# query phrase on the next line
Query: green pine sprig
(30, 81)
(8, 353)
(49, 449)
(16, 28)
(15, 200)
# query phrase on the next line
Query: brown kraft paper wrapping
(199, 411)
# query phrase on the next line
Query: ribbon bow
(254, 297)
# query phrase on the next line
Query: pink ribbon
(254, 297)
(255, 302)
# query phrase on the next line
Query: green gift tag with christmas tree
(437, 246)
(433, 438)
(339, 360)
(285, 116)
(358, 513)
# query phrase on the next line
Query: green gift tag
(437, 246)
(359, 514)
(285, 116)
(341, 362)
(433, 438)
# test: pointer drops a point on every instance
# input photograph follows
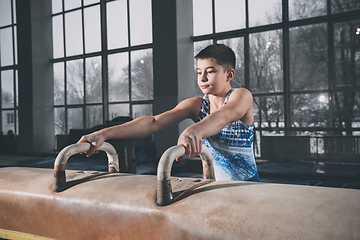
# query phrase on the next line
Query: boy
(223, 119)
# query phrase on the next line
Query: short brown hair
(222, 54)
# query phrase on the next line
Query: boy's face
(211, 77)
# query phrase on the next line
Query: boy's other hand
(192, 142)
(95, 139)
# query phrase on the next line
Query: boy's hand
(192, 142)
(95, 139)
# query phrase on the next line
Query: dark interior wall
(165, 67)
(35, 76)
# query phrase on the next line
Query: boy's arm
(239, 107)
(143, 126)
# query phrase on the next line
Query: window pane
(264, 12)
(140, 110)
(309, 110)
(94, 116)
(60, 127)
(71, 4)
(198, 46)
(229, 15)
(118, 110)
(14, 11)
(202, 17)
(75, 120)
(5, 12)
(117, 24)
(73, 33)
(59, 86)
(6, 46)
(58, 37)
(142, 87)
(344, 5)
(7, 124)
(266, 68)
(56, 6)
(140, 22)
(237, 45)
(75, 82)
(87, 2)
(308, 57)
(346, 111)
(118, 77)
(93, 80)
(269, 111)
(7, 89)
(92, 29)
(16, 88)
(300, 9)
(15, 42)
(347, 54)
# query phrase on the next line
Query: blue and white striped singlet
(232, 148)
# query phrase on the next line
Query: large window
(102, 61)
(8, 64)
(300, 60)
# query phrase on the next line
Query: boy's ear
(230, 74)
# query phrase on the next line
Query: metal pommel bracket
(164, 190)
(61, 159)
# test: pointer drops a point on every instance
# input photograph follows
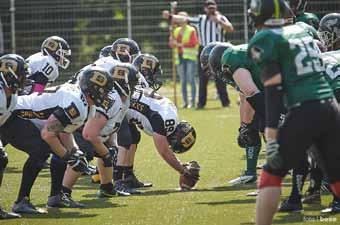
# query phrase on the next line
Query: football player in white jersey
(157, 116)
(55, 52)
(49, 119)
(98, 130)
(13, 71)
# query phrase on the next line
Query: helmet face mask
(125, 77)
(57, 48)
(105, 52)
(215, 57)
(183, 138)
(13, 71)
(125, 49)
(148, 65)
(97, 84)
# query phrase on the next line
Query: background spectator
(186, 42)
(211, 27)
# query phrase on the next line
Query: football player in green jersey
(298, 7)
(231, 64)
(292, 72)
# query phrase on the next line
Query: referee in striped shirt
(211, 27)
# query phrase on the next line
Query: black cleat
(287, 206)
(8, 215)
(333, 208)
(312, 197)
(133, 182)
(25, 206)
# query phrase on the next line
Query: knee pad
(3, 159)
(269, 180)
(336, 188)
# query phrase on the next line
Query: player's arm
(91, 132)
(272, 81)
(50, 134)
(162, 146)
(254, 97)
(225, 23)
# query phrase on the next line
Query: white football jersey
(38, 107)
(45, 64)
(114, 115)
(6, 108)
(152, 113)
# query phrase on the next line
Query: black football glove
(77, 161)
(192, 170)
(248, 136)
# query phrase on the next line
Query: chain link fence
(89, 25)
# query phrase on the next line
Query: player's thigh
(295, 137)
(329, 147)
(124, 137)
(85, 146)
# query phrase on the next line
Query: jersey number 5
(307, 59)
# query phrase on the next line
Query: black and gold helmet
(13, 71)
(329, 31)
(148, 65)
(125, 78)
(125, 50)
(106, 51)
(298, 6)
(183, 138)
(215, 57)
(97, 83)
(59, 49)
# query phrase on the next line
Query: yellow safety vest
(188, 53)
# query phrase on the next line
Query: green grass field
(213, 202)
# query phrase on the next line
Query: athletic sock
(252, 154)
(118, 173)
(57, 169)
(298, 177)
(106, 187)
(316, 176)
(128, 171)
(66, 190)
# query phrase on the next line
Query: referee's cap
(209, 3)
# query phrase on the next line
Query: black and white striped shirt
(208, 30)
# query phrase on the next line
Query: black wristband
(257, 103)
(274, 102)
(170, 18)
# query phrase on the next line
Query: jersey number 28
(307, 59)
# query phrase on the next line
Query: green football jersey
(332, 64)
(236, 57)
(310, 29)
(301, 67)
(309, 18)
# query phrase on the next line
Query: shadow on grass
(56, 214)
(213, 189)
(11, 169)
(288, 218)
(230, 202)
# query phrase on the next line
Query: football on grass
(186, 183)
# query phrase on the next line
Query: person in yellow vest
(186, 42)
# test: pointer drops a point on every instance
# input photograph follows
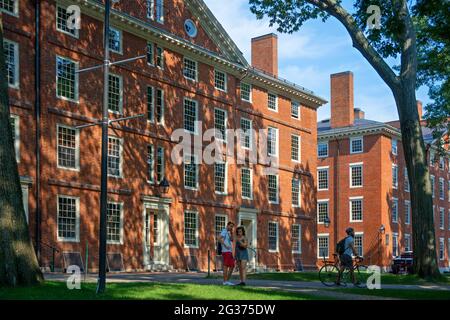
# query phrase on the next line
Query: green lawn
(168, 291)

◇ ◇ ◇

#### WHAT NEEDS TO BE DONE
Please select every line in the rows above that contains the word "player".

#### EXERCISE OUTPUT
Query: football player in white jersey
Query: football player in green jersey
Query: player's arm
Query: player's thigh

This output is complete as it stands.